* WORK ITEM *
Copy verbatim the block of lines in the entries below whose first line contains "Place a point on the door" and whose last line contains "Place a point on the white interior". Leave out all other lines.

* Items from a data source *

········

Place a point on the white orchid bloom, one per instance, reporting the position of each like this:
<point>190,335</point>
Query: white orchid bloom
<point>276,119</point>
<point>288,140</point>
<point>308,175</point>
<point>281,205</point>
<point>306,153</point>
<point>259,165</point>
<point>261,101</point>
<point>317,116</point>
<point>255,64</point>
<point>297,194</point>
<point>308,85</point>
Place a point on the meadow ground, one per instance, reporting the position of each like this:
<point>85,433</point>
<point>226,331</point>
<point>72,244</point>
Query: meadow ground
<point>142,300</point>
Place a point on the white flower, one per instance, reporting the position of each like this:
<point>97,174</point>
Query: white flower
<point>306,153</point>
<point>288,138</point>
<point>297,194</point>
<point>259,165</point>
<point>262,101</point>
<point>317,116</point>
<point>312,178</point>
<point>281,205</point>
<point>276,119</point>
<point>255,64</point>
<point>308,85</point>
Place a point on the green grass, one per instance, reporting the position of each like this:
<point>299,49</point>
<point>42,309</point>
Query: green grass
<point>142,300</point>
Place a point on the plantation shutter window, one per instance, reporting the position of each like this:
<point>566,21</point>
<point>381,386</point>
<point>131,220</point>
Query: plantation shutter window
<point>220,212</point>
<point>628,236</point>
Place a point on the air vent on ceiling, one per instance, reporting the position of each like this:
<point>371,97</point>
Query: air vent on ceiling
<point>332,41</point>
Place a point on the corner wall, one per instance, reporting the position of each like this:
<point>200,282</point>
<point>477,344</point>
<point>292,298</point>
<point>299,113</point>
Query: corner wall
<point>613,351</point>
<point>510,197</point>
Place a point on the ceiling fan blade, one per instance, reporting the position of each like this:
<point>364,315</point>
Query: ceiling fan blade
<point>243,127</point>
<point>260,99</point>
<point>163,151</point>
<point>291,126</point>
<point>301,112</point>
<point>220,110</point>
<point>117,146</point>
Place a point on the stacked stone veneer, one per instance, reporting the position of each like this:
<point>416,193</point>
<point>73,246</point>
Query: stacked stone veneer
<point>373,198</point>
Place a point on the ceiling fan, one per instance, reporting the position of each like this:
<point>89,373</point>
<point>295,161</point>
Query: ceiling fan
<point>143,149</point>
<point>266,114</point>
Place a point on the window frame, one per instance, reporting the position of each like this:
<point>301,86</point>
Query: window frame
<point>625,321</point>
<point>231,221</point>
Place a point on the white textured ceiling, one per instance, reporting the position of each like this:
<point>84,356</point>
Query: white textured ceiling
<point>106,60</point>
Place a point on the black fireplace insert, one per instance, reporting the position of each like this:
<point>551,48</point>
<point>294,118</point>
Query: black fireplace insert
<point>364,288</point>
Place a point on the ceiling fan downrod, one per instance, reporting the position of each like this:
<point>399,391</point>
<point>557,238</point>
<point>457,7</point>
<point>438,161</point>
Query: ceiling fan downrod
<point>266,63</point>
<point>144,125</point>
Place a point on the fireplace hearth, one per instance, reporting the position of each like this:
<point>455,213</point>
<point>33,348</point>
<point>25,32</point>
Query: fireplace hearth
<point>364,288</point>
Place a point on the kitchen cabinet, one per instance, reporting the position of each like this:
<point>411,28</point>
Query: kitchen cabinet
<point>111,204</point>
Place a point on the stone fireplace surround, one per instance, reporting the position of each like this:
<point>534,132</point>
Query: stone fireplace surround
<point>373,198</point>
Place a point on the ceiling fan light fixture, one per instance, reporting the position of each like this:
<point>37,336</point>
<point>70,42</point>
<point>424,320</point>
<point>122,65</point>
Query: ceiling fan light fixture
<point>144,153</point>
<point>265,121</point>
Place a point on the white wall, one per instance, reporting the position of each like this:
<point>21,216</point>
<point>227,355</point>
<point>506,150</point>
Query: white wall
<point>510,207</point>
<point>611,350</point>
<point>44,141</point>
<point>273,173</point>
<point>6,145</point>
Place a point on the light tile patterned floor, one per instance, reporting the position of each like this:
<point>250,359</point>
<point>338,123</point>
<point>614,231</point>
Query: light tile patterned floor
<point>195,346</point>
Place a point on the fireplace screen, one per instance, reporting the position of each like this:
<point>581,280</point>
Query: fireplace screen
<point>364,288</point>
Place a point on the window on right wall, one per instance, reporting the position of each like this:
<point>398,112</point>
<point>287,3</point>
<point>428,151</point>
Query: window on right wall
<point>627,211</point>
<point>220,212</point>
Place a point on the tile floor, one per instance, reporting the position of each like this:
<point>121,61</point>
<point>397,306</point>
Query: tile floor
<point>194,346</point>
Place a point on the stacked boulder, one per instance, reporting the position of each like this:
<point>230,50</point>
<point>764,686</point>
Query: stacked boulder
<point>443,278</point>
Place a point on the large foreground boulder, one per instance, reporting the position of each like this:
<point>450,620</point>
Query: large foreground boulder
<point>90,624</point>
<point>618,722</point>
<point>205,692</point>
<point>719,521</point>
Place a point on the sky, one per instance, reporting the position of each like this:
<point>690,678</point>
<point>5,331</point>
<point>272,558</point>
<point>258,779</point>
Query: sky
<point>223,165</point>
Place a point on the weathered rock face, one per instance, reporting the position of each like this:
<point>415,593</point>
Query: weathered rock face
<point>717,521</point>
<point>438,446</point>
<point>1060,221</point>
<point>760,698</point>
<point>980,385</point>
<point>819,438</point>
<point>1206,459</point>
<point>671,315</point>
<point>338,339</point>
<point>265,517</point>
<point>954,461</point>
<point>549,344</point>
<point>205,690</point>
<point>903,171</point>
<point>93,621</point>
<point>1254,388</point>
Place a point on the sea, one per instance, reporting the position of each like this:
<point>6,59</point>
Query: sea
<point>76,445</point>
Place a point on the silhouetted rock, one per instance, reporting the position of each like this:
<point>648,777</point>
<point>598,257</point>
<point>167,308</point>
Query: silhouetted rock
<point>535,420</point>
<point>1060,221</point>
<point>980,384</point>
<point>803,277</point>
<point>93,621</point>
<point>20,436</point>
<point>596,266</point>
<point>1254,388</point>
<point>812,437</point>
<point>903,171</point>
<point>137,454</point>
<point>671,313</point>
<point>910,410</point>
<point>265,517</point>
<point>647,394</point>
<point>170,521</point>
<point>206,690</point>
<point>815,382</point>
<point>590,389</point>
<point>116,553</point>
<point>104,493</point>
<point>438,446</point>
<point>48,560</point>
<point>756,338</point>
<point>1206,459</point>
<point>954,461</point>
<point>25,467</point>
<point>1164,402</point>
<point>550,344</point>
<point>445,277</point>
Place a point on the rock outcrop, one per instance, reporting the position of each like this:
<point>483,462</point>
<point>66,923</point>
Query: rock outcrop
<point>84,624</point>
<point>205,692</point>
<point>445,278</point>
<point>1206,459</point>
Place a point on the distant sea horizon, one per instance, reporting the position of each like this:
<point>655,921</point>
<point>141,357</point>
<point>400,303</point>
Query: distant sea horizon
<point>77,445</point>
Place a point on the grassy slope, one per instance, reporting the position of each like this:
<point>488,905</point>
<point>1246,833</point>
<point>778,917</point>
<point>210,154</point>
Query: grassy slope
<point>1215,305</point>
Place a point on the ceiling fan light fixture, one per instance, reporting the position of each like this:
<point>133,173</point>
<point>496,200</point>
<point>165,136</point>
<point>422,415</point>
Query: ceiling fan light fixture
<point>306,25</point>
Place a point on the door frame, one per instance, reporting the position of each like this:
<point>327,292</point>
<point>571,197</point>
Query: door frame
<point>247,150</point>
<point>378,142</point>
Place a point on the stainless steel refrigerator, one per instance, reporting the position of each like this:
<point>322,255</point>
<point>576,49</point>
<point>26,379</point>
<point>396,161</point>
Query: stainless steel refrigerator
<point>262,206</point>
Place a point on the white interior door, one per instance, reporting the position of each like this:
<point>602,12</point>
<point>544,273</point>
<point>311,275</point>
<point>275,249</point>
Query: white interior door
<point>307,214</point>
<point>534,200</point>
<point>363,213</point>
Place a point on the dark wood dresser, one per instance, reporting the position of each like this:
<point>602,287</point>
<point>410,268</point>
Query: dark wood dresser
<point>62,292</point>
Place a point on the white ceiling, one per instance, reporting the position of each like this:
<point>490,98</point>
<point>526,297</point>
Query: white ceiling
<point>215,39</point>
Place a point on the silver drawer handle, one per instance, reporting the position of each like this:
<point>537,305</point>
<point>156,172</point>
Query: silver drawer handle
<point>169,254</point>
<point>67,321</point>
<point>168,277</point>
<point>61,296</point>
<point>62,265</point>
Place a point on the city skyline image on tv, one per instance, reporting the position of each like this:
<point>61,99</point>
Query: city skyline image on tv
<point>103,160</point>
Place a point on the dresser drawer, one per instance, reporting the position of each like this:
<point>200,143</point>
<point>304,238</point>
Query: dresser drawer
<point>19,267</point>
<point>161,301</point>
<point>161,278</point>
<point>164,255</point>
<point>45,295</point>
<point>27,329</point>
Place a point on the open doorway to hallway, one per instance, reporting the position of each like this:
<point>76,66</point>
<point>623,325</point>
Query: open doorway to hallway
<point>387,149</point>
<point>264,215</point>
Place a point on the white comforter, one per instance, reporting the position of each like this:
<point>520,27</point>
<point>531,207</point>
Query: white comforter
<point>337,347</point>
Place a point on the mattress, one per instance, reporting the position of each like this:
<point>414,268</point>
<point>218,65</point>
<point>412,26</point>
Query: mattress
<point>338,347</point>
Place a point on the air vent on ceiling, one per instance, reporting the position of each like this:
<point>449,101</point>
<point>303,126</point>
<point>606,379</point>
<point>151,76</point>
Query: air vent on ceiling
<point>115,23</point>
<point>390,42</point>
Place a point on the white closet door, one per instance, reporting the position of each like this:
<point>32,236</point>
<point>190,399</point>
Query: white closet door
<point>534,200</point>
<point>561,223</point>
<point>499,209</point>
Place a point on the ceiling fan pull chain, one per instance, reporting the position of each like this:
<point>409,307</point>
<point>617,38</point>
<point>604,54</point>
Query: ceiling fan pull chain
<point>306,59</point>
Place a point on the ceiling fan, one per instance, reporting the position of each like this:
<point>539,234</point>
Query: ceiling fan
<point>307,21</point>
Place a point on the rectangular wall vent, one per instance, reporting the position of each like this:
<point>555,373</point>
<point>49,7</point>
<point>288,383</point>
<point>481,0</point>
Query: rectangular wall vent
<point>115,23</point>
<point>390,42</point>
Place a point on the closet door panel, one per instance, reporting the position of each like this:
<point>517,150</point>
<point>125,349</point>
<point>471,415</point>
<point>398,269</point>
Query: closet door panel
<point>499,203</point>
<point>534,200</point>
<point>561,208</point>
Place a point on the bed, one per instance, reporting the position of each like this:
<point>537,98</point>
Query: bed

········

* ANSWER SECTION *
Place a point on the door frame, one per instance, reporting the position of each like this:
<point>327,292</point>
<point>571,197</point>
Query: door frame
<point>247,150</point>
<point>378,142</point>
Place a point on the stainless steel refrigerator, one per instance, reporting the position of each like this:
<point>322,255</point>
<point>576,49</point>
<point>26,379</point>
<point>396,161</point>
Query: stainless steel refrigerator
<point>262,206</point>
Place a point on the white interior door, one per instance, reporting the position of each like this:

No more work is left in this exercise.